「患者さま」という呼び方を扱った提示文について、次の1.〜3.の記述は本文の内容と合っていますか?それぞれ「はい」か「いいえ」で答え、判断の決め手となる本文の言葉を一字一句そのまま引用してください。
1. 筆者はコラムを読んで、「お客さま」という呼称はなくせないだろうと感じた。
2. 筆者は、「患者さま」という呼び方をしている病院が多いという印象を持っている。
3. 筆者は大病の経験から、治療の主役は医師であると実感している。

提示文 »
-----
今日からGW後半戦。
この4連休を観光地で過ごされる方も、少なくないだろう。
観光地に限らず、何等かのサービスを受けるとき決まって使われる言葉がある。
それは「お客さま」だ。
この「お客さま」という言葉に対して、なるほどな~という文が日経のCOMEMOにあった。
日経COMEMO:「お客さま」「患者さま」の呼称をやめては?ーセクシャルハラスメント退治は言葉からー
このコラムを読んだ率直な感想は「『お客さま』の呼称は、止められないだろうな~」だった。
それに対して、「患者さま」と言う言葉遣いをしている病院は、それほどないのでは?という印象を持っている。
今から10年以上前だと思うのだが、ある大病院で「患者も病院にとっては大切なお客様なのだから、弊院では『患者さま』と呼んでいます」というインタビューをテレビで見たことがあった。
この時の違和感は、その後クリニックなどで「受診受付番号+患者さま」と呼ばれることを経験するのだが、やはり違和感が付きまとっていた。
確かに、クリニックを含む病院にとって、患者はお客さまなのかもしれない。
しかし、その目的は商品やサービスを買うという目的ではない。
病院の場合深刻な話を聞くことも多々あることを考えると、「さま」付けでは病気やケガを治す当事者意識がなくなってしまうような気がしていた。
日本の医療での患者と医師の関係は「パターナリズム(=父権主義的)」と言われている。
「医師>患者」という関係性があり、患者側は治療などに関しては「お任せ思考」になりがちである、という指摘がされている。
そこに「さま」付けの呼び方が加わると、患者側はより一層「サービスを受ける側」という意識が働き、治療の丸投げという状況に陥っているようになっているのではないだろうか?
私自身、大病をした経験から「治療の主役は患者自身」であると、実感をしている。
患者自身が、自分の治療に積極的に関わることで、納得できる治療が受けられるだけではなく医師をはじめとする医療者との関係も良くなるからだ。
だからこそ「さま」ではなく「さん」付けのほうが自然だろうし、「患者=お客さま」という思考の中には「治療」よりも先に「お金」を感じてしまうのだ。
コラムを書いている方が問題視しているのは、「患者と看護師、あるいは介護士」という、「患者>看護師・介護士」という関係のことを指しているのだと思うのだが、このような思考は「医師>患者」というパターナリズムの裏返しなのでは?という、気がしている。
-----
表示データ »
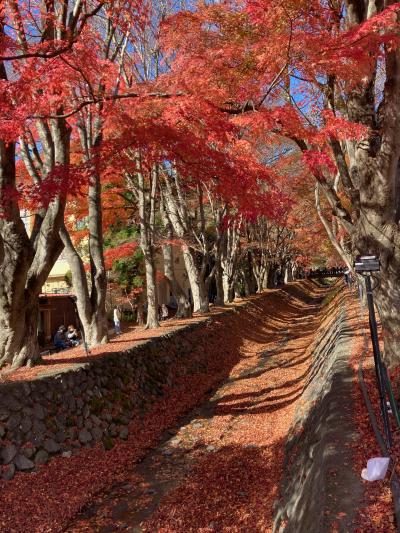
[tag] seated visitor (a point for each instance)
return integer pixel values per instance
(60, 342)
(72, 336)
-----
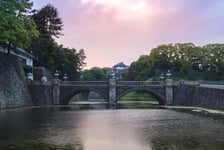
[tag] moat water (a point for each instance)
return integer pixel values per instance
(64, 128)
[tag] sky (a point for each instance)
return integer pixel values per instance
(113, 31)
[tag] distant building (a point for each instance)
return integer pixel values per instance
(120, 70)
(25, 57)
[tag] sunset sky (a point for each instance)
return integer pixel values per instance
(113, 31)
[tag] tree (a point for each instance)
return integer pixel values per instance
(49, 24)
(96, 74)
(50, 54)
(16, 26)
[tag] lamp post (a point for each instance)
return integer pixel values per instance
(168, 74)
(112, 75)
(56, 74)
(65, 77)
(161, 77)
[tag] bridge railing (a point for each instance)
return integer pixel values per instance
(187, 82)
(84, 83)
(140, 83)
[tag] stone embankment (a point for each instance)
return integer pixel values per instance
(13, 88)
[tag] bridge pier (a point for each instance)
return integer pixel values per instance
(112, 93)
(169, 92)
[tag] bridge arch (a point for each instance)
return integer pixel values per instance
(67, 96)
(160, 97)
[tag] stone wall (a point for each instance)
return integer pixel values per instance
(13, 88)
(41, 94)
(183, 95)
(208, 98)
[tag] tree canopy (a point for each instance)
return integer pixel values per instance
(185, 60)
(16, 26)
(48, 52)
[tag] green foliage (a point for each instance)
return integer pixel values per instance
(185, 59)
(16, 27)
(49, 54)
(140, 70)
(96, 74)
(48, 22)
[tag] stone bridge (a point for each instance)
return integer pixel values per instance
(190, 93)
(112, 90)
-----
作業結果 »
1. はい:「このコラムを読んだ率直な感想は「『お客さま』の呼称は、止められないだろうな~」だった。」
2. いいえ:「「患者さま」と言う言葉遣いをしている病院は、それほどないのでは?という印象を持っている。」
3. いいえ:「私自身、大病をした経験から「治療の主役は患者自身」であると、実感をしている。」